One Lot Emerald Cut Stones did not overrule Coffey. The Court in One Lot Emerald Cut Stones, at footnote 5 distinguished the two cases as follows:

The difference in the issues involved in the criminal proceeding, on the one hand, and the forfeiture action, on the other, serves to distinguish Coffey v. United States, 116 U.S. 436 (6 S.Ct. 437, 29 L.Ed. 684) (1886), relied upon by the District Court in the present case. Coffey involved a forfeiture action commenced after an acquittal. This Court noted, in holding the forfeiture barred, that "(t)he information (for forfeiture) is founded on §§ 3257, 3450 and 3453; and there is no question, on the averments in the answer, that the fraudulent acts and attempts and intents to defraud, alleged in the prior criminal information, and covered by the verdict and judgment of acquittal, embraced all of the acts, attempts and intents averred in the information in this suit." Id., at 442 (6 S.Ct., at 440). The Court specifically distinguished the situation where "a certain intent must be proved to support the indictment, which need not be proved to support the civil action." Id., at 443 (6 S.Ct., at 441). See also Stone v. United States, 167 U.S. 178, 17 S.Ct. 778, 42 L.Ed. 127 (1897).

Provided records:
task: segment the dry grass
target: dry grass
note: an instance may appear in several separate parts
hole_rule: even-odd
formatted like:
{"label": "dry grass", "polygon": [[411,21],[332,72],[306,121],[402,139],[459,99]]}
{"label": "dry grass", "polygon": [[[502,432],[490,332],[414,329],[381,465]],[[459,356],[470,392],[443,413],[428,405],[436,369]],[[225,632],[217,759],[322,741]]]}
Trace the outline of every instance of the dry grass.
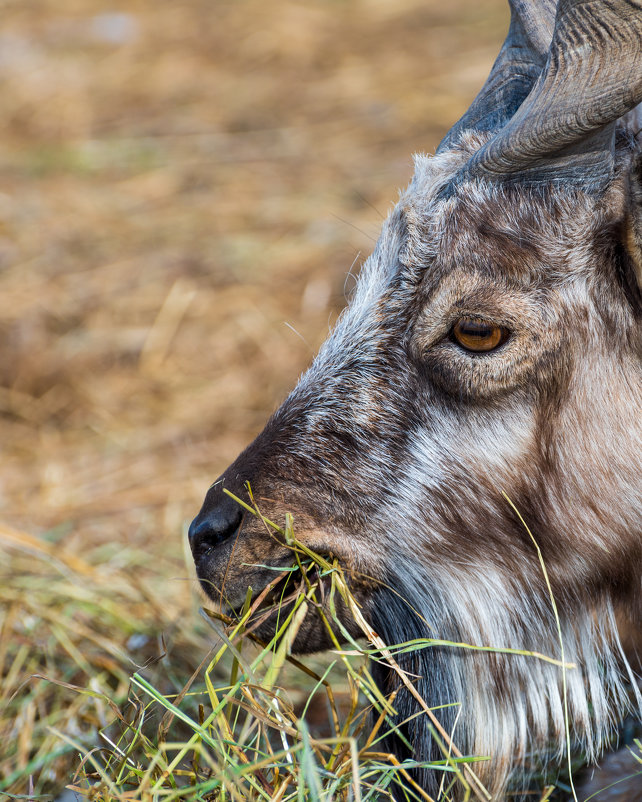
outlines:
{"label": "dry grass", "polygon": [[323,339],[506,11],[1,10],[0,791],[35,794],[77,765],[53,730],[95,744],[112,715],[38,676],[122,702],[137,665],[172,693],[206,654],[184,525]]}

==

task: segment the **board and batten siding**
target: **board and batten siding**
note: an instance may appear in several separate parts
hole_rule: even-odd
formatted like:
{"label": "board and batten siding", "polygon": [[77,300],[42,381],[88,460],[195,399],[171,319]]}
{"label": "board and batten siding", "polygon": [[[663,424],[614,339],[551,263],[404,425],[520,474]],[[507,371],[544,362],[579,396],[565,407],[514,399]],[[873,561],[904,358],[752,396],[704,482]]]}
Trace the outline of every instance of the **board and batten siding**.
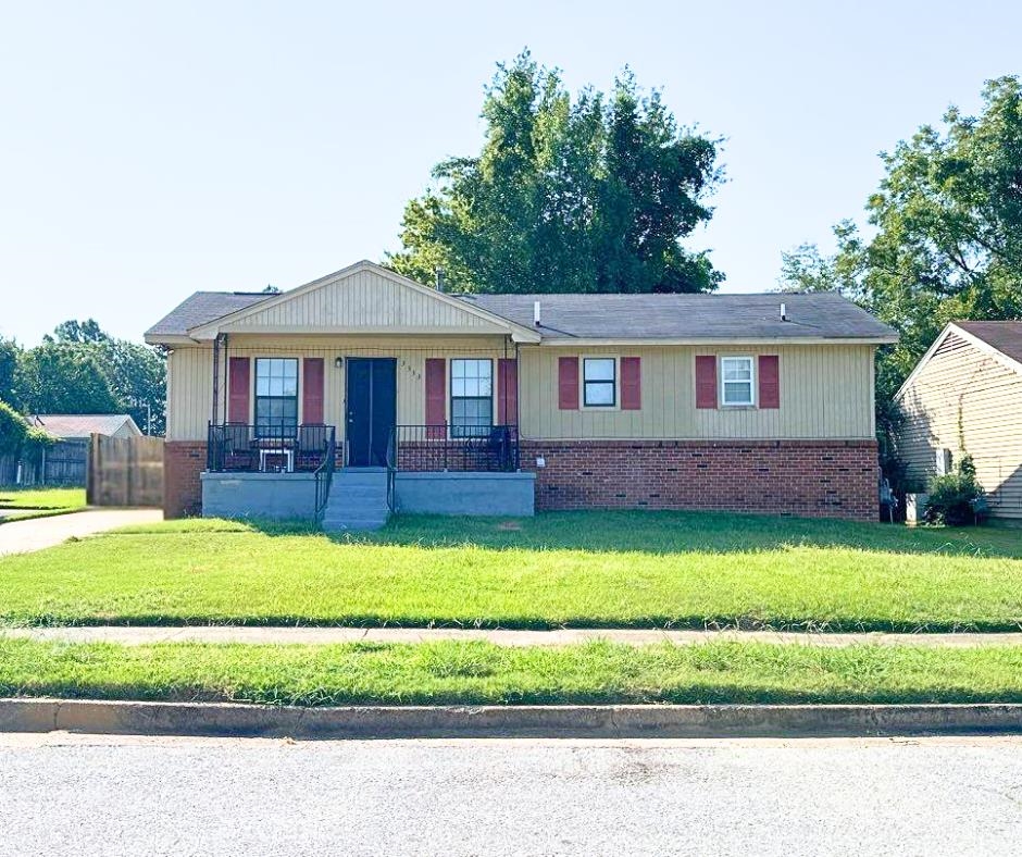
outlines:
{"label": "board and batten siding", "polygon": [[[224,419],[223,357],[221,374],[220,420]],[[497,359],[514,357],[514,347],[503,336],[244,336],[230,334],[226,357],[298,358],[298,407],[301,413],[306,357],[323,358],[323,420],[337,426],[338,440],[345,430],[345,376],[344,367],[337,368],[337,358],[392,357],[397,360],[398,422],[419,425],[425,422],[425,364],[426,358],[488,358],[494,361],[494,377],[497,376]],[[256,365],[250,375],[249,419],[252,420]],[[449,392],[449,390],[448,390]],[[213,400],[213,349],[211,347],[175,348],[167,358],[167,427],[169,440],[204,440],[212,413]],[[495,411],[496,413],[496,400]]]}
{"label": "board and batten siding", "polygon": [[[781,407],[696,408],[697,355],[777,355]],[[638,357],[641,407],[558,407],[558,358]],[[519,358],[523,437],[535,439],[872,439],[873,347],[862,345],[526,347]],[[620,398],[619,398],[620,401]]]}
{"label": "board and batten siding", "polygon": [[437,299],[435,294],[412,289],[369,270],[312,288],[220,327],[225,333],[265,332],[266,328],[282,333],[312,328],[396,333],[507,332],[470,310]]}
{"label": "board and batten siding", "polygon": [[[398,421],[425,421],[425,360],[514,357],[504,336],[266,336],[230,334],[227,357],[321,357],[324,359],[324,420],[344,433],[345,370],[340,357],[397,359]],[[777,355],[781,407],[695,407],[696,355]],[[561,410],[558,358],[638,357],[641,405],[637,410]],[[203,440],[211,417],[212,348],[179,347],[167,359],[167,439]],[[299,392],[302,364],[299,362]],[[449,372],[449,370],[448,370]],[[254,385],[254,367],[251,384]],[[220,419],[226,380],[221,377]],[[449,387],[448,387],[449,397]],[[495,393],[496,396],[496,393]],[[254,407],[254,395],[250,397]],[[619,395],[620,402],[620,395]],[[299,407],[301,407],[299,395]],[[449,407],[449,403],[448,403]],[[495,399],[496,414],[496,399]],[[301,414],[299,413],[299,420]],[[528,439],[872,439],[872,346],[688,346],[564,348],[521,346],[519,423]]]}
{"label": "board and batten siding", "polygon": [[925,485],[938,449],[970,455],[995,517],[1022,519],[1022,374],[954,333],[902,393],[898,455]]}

---

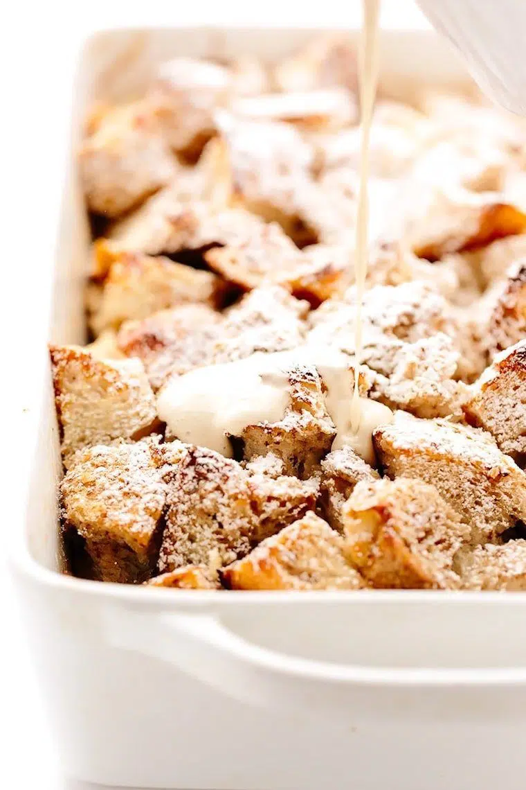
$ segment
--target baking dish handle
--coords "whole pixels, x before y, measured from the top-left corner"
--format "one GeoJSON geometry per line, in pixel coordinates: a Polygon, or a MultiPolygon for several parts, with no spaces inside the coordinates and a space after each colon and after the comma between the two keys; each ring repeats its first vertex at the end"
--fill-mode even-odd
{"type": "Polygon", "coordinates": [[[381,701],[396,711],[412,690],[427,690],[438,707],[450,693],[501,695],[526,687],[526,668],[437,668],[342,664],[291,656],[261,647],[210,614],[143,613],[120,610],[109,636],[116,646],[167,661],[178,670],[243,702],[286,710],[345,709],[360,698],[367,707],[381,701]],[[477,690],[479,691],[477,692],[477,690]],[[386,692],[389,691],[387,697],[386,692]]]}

Brief: Transcribe in full the passage above on how One Lot Emerald Cut Stones distinguished Coffey v. United States.

Reply:
One Lot Emerald Cut Stones did not overrule Coffey. The Court in One Lot Emerald Cut Stones, at footnote 5 distinguished the two cases as follows:

The difference in the issues involved in the criminal proceeding, on the one hand, and the forfeiture action, on the other, serves to distinguish Coffey v. United States, 116 U.S. 436 (6 S.Ct. 437, 29 L.Ed. 684) (1886), relied upon by the District Court in the present case. Coffey involved a forfeiture action commenced after an acquittal. This Court noted, in holding the forfeiture barred, that "(t)he information (for forfeiture) is founded on §§ 3257, 3450 and 3453; and there is no question, on the averments in the answer, that the fraudulent acts and attempts and intents to defraud, alleged in the prior criminal information, and covered by the verdict and judgment of acquittal, embraced all of the acts, attempts and intents averred in the information in this suit." Id., at 442 (6 S.Ct., at 440). The Court specifically distinguished the situation where "a certain intent must be proved to support the indictment, which need not be proved to support the civil action." Id., at 443 (6 S.Ct., at 441). See also Stone v. United States, 167 U.S. 178, 17 S.Ct. 778, 42 L.Ed. 127 (1897).